» Challenge a: Return the words of the passage on knife steels from "Some stainless is" up to and including "as their carbon.", unchanged.

» Page extract:
* BEGIN *

One of my favorite folding knives is a large Stockman pattern with D2 steel. It is somewhere in between. It will corrode but less so than other carbon steels but the steel stays pearlescent as you use it with food and will not darken. It is a very aggressive cutting steel with large carbides and the edge lasts a long time. It is one of my favorite steels.

Some stainless is actually tougher than some carbon steels and is still easier to sharpen. Carbon can take harder heat treats in some cases which cuts down on wear but they are more prone to micro chipping too at the higher hardness. Take Mora steel. The carbon is good and is slightly harder but the Sandvik stainless 12c27 which has a very fine carbide pattern, is a very clean steel and will not micro-chip like the carbon blades do. It holds an edge at least as long but it more prone to rolling. It is far easier to hone out rolls than chips. The cutting action is at least as good as their carbon.

* END *

» Records for the exercise:
* BEGIN *

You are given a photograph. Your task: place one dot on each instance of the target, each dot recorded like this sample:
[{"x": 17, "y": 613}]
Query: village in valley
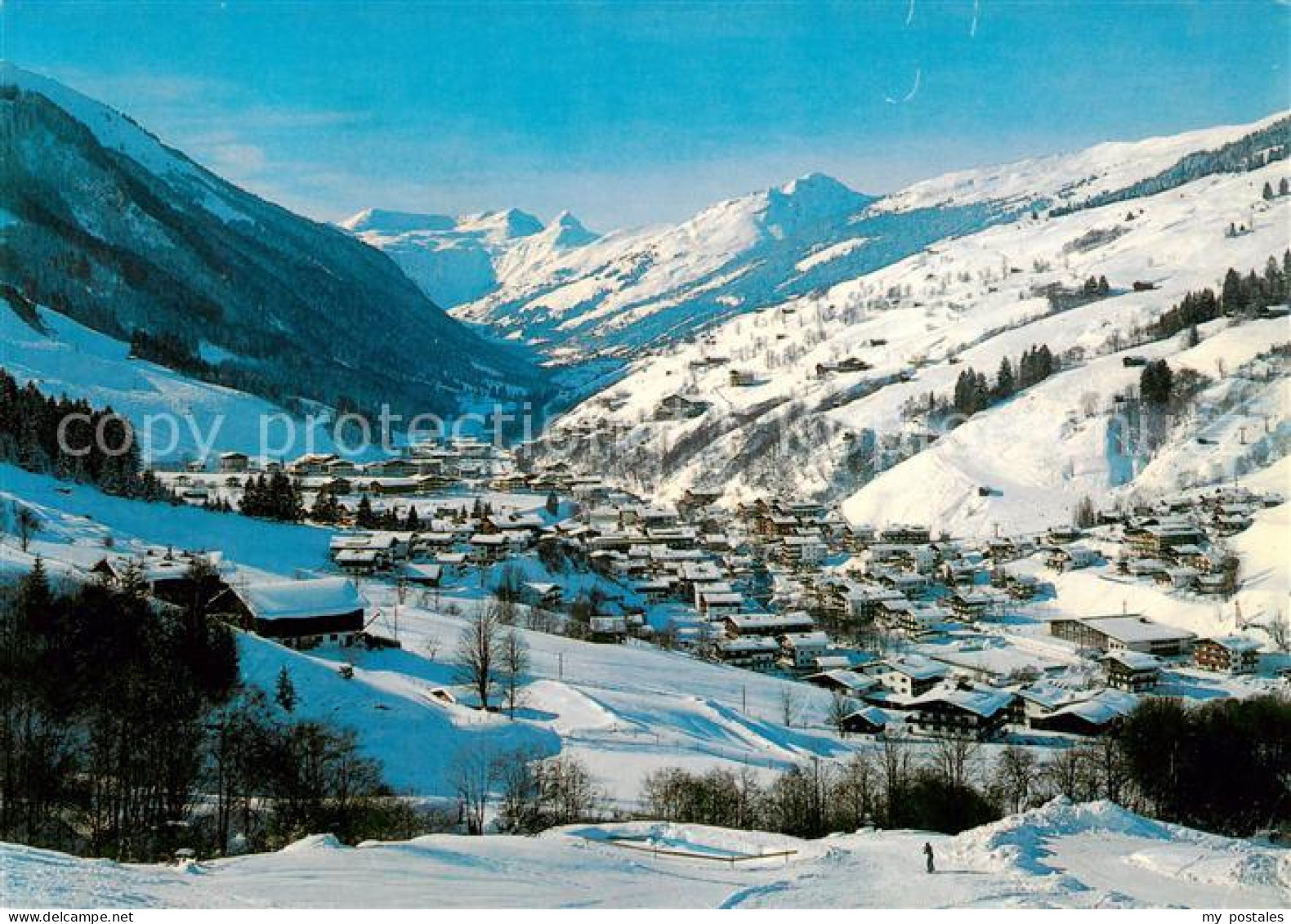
[
  {"x": 912, "y": 632},
  {"x": 909, "y": 538}
]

* END *

» Challenge b: Retype every line of the record above without changing anything. Omit the picture.

» Full response a:
Some stainless is actually tougher than some carbon steels and is still easier to sharpen. Carbon can take harder heat treats in some cases which cuts down on wear but they are more prone to micro chipping too at the higher hardness. Take Mora steel. The carbon is good and is slightly harder but the Sandvik stainless 12c27 which has a very fine carbide pattern, is a very clean steel and will not micro-chip like the carbon blades do. It holds an edge at least as long but it more prone to rolling. It is far easier to hone out rolls than chips. The cutting action is at least as good as their carbon.

» Full response b:
You are given a photograph. Your task: place one dot on each instance of the target, each dot recorded like this sample:
[{"x": 17, "y": 613}]
Query: village in valley
[
  {"x": 912, "y": 632},
  {"x": 909, "y": 538}
]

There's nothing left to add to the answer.